Set down all of the entries precisely as they were written.

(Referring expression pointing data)
========================

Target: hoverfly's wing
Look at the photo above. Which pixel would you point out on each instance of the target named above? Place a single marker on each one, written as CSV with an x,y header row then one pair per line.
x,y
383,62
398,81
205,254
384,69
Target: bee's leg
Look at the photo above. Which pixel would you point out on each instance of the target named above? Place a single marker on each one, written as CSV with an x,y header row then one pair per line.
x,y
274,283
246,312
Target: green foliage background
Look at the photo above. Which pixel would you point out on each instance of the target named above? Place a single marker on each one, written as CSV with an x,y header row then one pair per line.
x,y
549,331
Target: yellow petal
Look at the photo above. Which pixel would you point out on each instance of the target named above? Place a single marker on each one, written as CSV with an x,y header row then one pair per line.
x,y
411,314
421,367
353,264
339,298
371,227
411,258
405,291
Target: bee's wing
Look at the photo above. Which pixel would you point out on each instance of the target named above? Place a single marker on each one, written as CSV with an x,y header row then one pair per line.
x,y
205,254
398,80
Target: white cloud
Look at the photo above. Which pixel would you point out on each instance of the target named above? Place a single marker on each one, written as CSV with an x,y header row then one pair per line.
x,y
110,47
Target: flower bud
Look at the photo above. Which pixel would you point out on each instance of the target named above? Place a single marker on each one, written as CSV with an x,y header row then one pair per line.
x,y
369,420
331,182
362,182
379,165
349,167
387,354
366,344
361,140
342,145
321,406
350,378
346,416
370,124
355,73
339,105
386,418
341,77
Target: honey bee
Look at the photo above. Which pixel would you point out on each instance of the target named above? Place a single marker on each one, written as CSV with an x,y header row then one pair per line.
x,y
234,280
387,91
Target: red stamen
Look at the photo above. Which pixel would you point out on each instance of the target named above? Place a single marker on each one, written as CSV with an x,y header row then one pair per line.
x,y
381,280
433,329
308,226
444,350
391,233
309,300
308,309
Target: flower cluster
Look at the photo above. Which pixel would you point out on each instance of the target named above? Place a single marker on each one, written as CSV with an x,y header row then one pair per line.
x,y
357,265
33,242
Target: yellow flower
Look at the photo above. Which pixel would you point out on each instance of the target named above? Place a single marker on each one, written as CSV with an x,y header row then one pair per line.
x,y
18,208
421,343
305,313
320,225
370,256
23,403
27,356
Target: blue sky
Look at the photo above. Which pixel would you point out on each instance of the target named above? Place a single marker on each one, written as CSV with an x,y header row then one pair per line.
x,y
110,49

========================

REPLY:
Target: hoverfly's wing
Look at the photo above. Which pixel would you point out on each instance of the target named above? Place a single marker on each one, written as CSV with an x,y header row then one pair per line.
x,y
383,62
398,81
205,254
384,69
Target: bee's leg
Look at the photo above. Which pixel would you point out on each instance of the target named above? Place a single marker on each one, written as CSV with an x,y header row then one pair per line.
x,y
274,283
246,312
Target: green foliage background
Look at the photo above. Which pixel would you point out on each instance of the target named above? Place a single marker on each one, written as CSV with an x,y header row then one pair per line.
x,y
549,331
Target: yellow petal
Look at the photo above. Which pixel would you point out on each instance of the target named above? Place a single marker on each one, written as CSV with an x,y header row then one pair per line.
x,y
411,314
421,367
353,264
339,298
371,227
411,258
405,291
Target: bee's wing
Look at the photo above. Which pixel would you point out on each instance of the target named above? Place a single marker on each one, written as CSV with an x,y header row then one pair per line.
x,y
205,254
398,80
Target: white cloud
Look at the photo above. Which pixel would you point out on each instance of the target named above? Place a single marker on each one, written as CSV with an x,y header row then one pair per line.
x,y
110,47
Target: flower bud
Look at the photo above. Which pixel would you point out on each instance of the target named above? Place a single marker on each one, written as CSV with an x,y header row then one pair per line.
x,y
369,420
331,182
362,182
379,165
349,167
387,354
366,344
361,140
342,145
321,406
350,378
346,416
370,124
355,73
339,105
386,418
341,77
Target: honey bee
Look at the photo above. Which pixel would you point out on each instance of the target named above? Place a single marker on each one, written as CSV with an x,y header row then one pair per line.
x,y
234,280
387,91
Target: red stamen
Look at the photo above. Which pixel would you point out on each instance of the target named above? Place a single marker on each one, written as CSV with an x,y header row then one pair per line.
x,y
381,280
433,329
308,226
444,350
391,233
309,300
308,309
Target: flower cluster
Look at the photo above. Which pixel would you point out on each instance of the target named above? Place a single marker on each one, written as CSV with an x,y header row then one pair per line.
x,y
357,265
33,242
Target: yellow flower
Look at the photo above. Which pixel would you point out on each instance of the target named above? Place a single marker on each one, written as CSV with an x,y header row then one pair per line.
x,y
18,208
421,343
305,313
320,225
370,256
23,403
27,356
Target: blue sky
Look at the photo above. Which pixel would you point out on each instance of the target named above? Place a single marker on each one, written as CSV with an x,y header row then one pair per line.
x,y
110,49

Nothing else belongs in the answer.